╭─ Working data

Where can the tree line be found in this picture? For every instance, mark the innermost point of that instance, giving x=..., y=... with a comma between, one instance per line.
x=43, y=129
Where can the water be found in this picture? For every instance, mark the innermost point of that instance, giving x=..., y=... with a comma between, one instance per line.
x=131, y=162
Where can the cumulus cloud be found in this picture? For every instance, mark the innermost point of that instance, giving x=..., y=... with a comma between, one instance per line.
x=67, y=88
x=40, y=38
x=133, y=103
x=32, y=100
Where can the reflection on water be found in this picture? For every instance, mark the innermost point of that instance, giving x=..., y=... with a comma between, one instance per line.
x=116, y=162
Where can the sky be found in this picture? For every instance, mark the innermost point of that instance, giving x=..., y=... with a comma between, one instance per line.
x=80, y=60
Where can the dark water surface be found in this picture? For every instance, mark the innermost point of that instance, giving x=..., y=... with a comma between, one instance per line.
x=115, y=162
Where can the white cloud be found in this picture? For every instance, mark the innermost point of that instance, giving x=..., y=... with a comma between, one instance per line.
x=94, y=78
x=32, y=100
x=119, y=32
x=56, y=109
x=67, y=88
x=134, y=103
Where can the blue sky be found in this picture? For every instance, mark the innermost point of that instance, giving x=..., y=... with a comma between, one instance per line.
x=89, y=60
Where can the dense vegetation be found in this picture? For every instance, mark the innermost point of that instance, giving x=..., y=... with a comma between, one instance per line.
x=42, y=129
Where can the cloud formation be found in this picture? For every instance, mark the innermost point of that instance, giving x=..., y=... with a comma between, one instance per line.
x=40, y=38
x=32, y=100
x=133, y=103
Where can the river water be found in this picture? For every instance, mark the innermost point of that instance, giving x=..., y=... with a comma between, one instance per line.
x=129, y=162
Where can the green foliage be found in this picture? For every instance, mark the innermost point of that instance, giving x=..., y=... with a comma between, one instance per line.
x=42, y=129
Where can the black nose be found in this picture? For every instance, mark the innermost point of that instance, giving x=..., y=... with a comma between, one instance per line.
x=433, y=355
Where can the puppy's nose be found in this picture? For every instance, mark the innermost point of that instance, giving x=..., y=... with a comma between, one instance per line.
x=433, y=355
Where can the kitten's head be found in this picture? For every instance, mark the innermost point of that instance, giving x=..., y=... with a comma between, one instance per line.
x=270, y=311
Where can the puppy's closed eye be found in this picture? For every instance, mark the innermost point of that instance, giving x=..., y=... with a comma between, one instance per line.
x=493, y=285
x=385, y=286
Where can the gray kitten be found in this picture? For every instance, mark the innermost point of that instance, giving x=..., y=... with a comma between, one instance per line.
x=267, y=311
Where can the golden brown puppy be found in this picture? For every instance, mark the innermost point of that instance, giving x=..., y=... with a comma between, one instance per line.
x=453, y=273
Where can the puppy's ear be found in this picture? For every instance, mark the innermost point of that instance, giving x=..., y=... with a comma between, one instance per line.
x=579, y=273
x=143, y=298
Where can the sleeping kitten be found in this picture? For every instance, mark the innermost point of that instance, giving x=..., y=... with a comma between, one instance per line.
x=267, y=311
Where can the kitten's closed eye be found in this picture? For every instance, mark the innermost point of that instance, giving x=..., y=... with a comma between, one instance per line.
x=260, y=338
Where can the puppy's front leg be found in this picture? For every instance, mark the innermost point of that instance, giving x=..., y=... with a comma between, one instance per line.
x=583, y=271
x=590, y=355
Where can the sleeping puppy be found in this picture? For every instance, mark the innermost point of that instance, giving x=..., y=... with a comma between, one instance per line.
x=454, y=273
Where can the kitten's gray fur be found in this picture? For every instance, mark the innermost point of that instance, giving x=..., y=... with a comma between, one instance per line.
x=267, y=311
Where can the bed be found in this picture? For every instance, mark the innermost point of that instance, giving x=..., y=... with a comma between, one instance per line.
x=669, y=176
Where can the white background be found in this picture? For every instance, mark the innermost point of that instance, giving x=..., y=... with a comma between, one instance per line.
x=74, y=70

╰─

## Task to complete:
Nothing above should be left out; write out every record exactly.

## Result for this task:
Where can the tree line be found in this picture? For every instance, mark the innermost point of that instance, giving x=..., y=... with a comma between, one instance per line.
x=43, y=129
Where can the water be found in this picture? For every instance, mark the innermost point of that instance, giving x=..., y=... with a comma between, one instance per line.
x=131, y=162
Where can the cumulus cloud be found in this picture? For every instance, mark the innermost point of that instance, giving x=..., y=... with a comma between, one instance per line.
x=67, y=88
x=40, y=38
x=133, y=103
x=32, y=100
Where can the reflection on water be found in this picture? For every instance, mark the innermost point of that instance, giving x=..., y=... with a comma between, one instance per line.
x=116, y=162
Where can the sky be found in this picture? For every instance, mark the innermost point of that instance, giving x=..., y=... with a comma between, one instance per line.
x=80, y=60
Where can the dark water surface be found in this picture? For every instance, mark the innermost point of that instance, giving x=..., y=... with a comma between, one instance per line.
x=115, y=162
Where can the white cloud be found in this picture? For every instance, mark the innermost point of that instance, giving x=..., y=... with a comma between, one instance per line.
x=94, y=78
x=32, y=100
x=119, y=32
x=56, y=109
x=67, y=88
x=134, y=103
Where can the blue sky be found in this picture? For every instance, mark the innermost point of that instance, giving x=..., y=... with a comma between, one instance per line.
x=89, y=60
Where can the dense vegetation be found in this picture? For every instance, mark the innermost point of that instance, giving x=..., y=... with a comma between, one instance per line.
x=42, y=129
Where can the cloud formation be found in this picture? For every instance, mark the innermost point of that instance, giving x=..., y=... with a comma between, one instance per line.
x=40, y=38
x=32, y=100
x=133, y=103
Where can the river water be found in this picture? For every instance, mark the innermost point of that instance, giving x=..., y=... with a comma between, one instance per line.
x=129, y=162
Where can the green foliage be found in this picture? For every instance, mark the innermost point of that instance, giving x=..., y=... with a comma between, one instance per line.
x=42, y=129
Where can the black nose be found in this picture? For every instance, mark the innermost point of that instance, giving x=..., y=... with a comma between, one instance per line.
x=433, y=355
Where can the puppy's nose be found in this picture? For every instance, mark the innermost point of that instance, giving x=..., y=... with a comma between, one instance per line.
x=433, y=355
Where can the kitten's head be found in this picture? For every instance, mark the innermost point of that instance, giving x=..., y=... with a comma between, one instance per line.
x=270, y=311
Where can the puppy's closed eye be found in this picture? For every instance, mark the innermost point of that instance, giving x=..., y=... with a comma between, one instance per line.
x=493, y=285
x=385, y=286
Where can the gray kitten be found in this picture? For every instance, mark the innermost point of that instance, giving x=..., y=... with a comma between, one instance per line.
x=267, y=311
Where can the golden brown puppy be found in this picture? For every instance, mark the innermost point of that instance, giving x=..., y=... with a comma between, one instance per line.
x=453, y=273
Where can the puppy's ear be found in this picture? For every instance, mark the innermost point of that instance, giving x=..., y=... with a comma between, one instance per line.
x=579, y=273
x=143, y=298
Where can the sleeping kitten be found in this picture? For every instance, mark the innermost point of that instance, giving x=..., y=... with a comma between, one instance per line.
x=267, y=311
Where can the kitten's closed eye be found in this picture? For every instance, mark the innermost point of that instance, giving x=..., y=... with a comma between, one instance per line.
x=260, y=338
Where can the puppy's front leg be found in this picture? For every instance, mark the innermost point of that instance, giving x=..., y=... with a comma between, one instance per line.
x=583, y=271
x=590, y=355
Where can the sleeping puppy be found in this picture? For every instance, mark the innermost point of that instance, giving x=..., y=... with a comma between, one instance per line.
x=454, y=273
Where can the kitten's gray fur be found in this picture? For every instance, mark the innermost point of that instance, giving x=..., y=... with a comma between, one instance per line.
x=267, y=311
Where can the bed be found in this picture? For every instance, mark the innermost point of that instance, giving x=..., y=... with a comma between, one instance per line.
x=669, y=176
Where can the white background be found in this picture? For every instance, mark the innermost point of that instance, giving x=..., y=... with a comma between, one instance per line.
x=74, y=70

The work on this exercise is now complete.